• [WHAT IS REQUIRED]
Rewrite the items below with every "dark suit jacket" swapped for "black suit jacket" and everything else unchanged, leaving the pictures out.

• [SUPPLIED INFORMATION]
::::::::

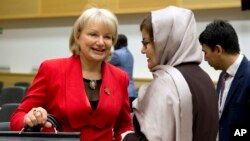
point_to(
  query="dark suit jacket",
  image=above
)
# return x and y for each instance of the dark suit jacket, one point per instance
(59, 88)
(205, 108)
(237, 106)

::::::::

• [SOLVED EXERCISE]
point_to(
  query="black suit jacket",
  image=above
)
# return x and y for each instance of the black suit jacket, one point per instance
(59, 88)
(205, 108)
(237, 106)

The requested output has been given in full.